Please copy every line of the material below word for word, keeping each line as it stands.

....................

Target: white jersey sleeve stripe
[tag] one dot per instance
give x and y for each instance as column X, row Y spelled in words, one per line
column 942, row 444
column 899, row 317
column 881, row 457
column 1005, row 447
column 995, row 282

....................

## COMPLETE OUTPUT
Target: white jersey sleeve stripe
[tag] one dot per instance
give x and y for each instance as column X, row Y spelled in words, one per line
column 942, row 444
column 899, row 317
column 881, row 457
column 1005, row 447
column 995, row 282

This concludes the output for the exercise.